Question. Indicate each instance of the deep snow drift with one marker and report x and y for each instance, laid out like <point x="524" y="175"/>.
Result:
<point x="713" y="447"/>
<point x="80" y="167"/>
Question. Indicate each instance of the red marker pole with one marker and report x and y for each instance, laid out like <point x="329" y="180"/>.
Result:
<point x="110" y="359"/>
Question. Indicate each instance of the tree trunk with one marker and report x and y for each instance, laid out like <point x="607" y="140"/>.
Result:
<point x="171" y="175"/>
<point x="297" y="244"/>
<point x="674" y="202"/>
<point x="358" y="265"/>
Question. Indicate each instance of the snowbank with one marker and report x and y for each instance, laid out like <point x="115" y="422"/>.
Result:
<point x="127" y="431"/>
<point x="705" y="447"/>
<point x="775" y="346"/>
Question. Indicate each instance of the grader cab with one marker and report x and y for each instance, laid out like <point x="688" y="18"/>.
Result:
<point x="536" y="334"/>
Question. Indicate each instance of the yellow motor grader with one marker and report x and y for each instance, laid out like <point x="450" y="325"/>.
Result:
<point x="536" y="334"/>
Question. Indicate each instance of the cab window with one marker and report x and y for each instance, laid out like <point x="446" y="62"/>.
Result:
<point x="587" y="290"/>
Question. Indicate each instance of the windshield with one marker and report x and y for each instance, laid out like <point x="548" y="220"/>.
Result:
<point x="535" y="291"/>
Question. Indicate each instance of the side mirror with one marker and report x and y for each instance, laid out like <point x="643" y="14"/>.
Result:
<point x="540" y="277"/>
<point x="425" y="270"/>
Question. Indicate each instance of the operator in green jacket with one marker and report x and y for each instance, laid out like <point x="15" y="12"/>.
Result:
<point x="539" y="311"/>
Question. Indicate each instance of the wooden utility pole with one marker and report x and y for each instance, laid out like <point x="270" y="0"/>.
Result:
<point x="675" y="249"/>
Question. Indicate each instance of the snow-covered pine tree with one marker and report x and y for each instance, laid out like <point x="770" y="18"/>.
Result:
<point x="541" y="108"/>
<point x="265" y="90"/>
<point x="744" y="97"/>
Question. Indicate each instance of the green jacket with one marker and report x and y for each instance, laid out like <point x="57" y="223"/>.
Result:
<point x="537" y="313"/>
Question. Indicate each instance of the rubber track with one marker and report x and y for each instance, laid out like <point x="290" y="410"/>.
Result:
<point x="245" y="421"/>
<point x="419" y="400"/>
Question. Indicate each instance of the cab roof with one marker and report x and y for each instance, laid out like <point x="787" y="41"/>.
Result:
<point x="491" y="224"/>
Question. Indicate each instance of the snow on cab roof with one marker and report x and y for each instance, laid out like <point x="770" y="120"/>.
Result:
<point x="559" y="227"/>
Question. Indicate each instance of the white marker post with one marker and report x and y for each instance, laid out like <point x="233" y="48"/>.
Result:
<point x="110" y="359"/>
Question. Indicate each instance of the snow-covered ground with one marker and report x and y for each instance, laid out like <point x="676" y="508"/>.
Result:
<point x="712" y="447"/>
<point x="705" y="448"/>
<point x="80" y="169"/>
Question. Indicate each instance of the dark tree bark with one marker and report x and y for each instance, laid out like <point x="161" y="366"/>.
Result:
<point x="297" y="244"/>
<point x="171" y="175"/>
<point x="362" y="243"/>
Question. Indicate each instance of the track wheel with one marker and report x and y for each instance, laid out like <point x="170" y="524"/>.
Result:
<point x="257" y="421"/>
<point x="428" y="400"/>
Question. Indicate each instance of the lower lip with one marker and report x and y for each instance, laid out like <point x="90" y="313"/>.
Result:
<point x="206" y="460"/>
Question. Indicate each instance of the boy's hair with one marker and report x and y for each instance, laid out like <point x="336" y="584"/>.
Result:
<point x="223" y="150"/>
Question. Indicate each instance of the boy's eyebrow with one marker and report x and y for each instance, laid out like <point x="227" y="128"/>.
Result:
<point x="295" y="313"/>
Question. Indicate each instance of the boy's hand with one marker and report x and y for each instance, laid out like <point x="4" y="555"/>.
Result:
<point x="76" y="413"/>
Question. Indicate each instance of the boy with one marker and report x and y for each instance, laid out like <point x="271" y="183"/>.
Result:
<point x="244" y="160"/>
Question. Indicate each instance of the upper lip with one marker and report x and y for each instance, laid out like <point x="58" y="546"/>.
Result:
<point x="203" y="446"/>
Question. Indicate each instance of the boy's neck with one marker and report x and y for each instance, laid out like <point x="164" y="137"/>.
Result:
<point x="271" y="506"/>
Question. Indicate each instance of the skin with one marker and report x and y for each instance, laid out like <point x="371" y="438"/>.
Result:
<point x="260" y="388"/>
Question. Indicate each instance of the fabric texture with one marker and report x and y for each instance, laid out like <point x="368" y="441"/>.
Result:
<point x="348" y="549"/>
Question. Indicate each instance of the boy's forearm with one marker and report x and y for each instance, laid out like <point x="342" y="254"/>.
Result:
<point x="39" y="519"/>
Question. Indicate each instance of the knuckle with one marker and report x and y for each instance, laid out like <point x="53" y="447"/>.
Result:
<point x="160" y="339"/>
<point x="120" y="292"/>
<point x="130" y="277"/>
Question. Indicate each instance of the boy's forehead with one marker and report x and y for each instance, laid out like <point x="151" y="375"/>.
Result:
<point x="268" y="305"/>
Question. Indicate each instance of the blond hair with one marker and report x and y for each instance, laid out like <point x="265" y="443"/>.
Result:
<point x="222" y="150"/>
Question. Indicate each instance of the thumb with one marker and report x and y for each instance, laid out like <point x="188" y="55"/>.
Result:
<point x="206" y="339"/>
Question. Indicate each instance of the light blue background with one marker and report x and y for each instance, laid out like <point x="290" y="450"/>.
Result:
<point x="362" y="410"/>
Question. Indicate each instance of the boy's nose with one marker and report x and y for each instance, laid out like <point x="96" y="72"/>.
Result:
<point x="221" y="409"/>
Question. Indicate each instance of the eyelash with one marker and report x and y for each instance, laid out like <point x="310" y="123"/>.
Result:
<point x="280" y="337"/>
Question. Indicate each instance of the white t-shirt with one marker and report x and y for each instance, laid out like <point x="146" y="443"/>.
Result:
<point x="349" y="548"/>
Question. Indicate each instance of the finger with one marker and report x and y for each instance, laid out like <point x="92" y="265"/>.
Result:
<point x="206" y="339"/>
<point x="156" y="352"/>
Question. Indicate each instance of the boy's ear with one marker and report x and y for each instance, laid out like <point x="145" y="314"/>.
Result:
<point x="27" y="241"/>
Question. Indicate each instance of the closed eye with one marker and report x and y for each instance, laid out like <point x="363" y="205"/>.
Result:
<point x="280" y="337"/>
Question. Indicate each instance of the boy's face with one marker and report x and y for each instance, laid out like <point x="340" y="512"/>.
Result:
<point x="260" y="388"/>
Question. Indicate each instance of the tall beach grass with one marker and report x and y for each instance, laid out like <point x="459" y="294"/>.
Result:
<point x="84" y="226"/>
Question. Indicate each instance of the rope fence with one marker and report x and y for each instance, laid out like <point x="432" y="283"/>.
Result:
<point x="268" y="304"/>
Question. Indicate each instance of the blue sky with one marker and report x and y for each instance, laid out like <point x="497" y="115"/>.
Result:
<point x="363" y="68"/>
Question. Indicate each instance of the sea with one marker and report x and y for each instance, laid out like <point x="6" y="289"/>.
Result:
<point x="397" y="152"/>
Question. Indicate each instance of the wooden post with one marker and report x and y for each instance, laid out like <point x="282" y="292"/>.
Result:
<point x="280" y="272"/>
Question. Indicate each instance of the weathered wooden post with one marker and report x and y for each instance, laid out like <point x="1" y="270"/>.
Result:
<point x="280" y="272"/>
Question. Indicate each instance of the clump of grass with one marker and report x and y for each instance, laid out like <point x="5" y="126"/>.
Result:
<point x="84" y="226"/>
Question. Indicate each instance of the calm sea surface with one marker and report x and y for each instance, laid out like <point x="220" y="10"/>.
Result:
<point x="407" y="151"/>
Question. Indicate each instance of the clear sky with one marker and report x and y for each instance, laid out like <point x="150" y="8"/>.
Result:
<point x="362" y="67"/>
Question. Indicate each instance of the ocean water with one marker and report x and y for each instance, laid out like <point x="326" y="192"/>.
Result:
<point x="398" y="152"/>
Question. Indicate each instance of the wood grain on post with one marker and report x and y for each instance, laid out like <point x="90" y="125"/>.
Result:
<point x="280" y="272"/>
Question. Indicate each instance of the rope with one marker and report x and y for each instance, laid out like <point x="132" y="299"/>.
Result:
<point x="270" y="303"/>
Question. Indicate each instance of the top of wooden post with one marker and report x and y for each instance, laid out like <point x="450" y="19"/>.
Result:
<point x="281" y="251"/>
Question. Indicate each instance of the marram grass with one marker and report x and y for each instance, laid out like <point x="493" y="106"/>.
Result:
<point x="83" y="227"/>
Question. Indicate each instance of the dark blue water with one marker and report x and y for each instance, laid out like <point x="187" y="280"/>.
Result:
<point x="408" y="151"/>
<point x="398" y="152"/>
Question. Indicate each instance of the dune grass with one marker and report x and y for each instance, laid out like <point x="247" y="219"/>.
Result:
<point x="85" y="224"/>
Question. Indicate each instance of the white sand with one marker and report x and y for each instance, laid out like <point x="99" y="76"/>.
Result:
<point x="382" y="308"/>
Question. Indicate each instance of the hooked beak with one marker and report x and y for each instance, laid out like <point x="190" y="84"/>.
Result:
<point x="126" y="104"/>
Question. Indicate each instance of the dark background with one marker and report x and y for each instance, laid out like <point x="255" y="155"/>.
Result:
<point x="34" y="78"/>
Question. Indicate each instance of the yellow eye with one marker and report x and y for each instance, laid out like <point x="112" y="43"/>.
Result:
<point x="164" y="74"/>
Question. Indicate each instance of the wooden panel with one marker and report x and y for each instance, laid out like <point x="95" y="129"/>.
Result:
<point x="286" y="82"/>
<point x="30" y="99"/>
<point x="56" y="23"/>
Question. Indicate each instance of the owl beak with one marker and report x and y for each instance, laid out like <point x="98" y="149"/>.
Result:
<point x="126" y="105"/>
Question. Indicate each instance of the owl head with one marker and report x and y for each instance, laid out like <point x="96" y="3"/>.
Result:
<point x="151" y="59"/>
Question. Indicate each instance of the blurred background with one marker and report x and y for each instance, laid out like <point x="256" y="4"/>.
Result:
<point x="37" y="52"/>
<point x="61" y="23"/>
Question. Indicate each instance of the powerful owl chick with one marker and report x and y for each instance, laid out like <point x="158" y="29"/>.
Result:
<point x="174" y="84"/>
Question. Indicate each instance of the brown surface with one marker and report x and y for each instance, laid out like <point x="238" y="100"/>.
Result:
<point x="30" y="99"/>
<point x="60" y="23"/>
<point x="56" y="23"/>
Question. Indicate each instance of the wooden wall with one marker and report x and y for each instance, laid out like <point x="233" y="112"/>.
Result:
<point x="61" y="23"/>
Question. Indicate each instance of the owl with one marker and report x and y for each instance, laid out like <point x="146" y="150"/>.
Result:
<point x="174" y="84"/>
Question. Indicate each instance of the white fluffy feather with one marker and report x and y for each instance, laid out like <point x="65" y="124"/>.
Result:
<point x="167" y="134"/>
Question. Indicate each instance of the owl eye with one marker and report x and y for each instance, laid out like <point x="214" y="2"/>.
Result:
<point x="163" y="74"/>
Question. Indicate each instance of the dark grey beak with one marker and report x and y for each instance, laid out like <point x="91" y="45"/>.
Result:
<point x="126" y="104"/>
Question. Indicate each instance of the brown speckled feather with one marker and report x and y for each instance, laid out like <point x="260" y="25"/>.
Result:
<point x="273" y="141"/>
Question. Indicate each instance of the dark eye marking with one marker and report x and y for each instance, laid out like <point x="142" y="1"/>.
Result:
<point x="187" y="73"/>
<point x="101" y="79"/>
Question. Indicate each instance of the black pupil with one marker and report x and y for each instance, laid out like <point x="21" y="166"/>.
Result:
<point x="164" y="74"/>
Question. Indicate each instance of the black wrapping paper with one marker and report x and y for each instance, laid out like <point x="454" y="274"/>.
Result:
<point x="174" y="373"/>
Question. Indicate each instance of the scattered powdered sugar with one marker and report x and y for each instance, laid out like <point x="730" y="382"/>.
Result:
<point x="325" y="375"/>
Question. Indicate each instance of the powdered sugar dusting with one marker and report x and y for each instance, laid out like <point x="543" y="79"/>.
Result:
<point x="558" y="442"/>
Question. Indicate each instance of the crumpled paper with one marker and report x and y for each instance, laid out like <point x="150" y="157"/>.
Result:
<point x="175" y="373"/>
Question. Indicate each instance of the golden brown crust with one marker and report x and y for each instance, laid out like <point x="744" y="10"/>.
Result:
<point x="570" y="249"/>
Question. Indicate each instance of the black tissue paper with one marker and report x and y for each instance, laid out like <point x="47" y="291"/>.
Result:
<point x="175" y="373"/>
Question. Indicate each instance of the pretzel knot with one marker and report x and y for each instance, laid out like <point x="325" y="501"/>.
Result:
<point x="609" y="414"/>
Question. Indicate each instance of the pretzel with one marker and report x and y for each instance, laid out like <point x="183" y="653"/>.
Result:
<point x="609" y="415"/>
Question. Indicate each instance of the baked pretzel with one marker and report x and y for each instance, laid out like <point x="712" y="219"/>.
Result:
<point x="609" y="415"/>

## [WRITTEN INSTRUCTION]
Copy out exactly the lines running from the line with "Question. Indicate each instance of the crumpled" to the end of the records, inclusive.

## [TASK OUTPUT]
Question. Indicate each instance of the crumpled paper with one marker and report x and y for each instance, laid out like <point x="150" y="157"/>.
Result:
<point x="175" y="373"/>
Question. Indicate each instance of the golden brown crust with one marker and report x and y for each instance, laid out like <point x="744" y="10"/>.
Result:
<point x="570" y="249"/>
Question. Indicate each instance of the black tissue paper with one marker and report x and y for each instance, laid out like <point x="47" y="291"/>.
Result:
<point x="175" y="373"/>
Question. Indicate each instance of the pretzel knot with one marker and report x and y for each instance, laid out like <point x="325" y="501"/>.
Result:
<point x="609" y="414"/>
Question. Indicate each instance of the pretzel with one marker and report x and y for each instance, laid out like <point x="183" y="653"/>.
Result:
<point x="609" y="415"/>
Question. Indicate each instance of the baked pretzel with one marker and report x and y for each instance, laid out like <point x="712" y="219"/>.
Result:
<point x="609" y="415"/>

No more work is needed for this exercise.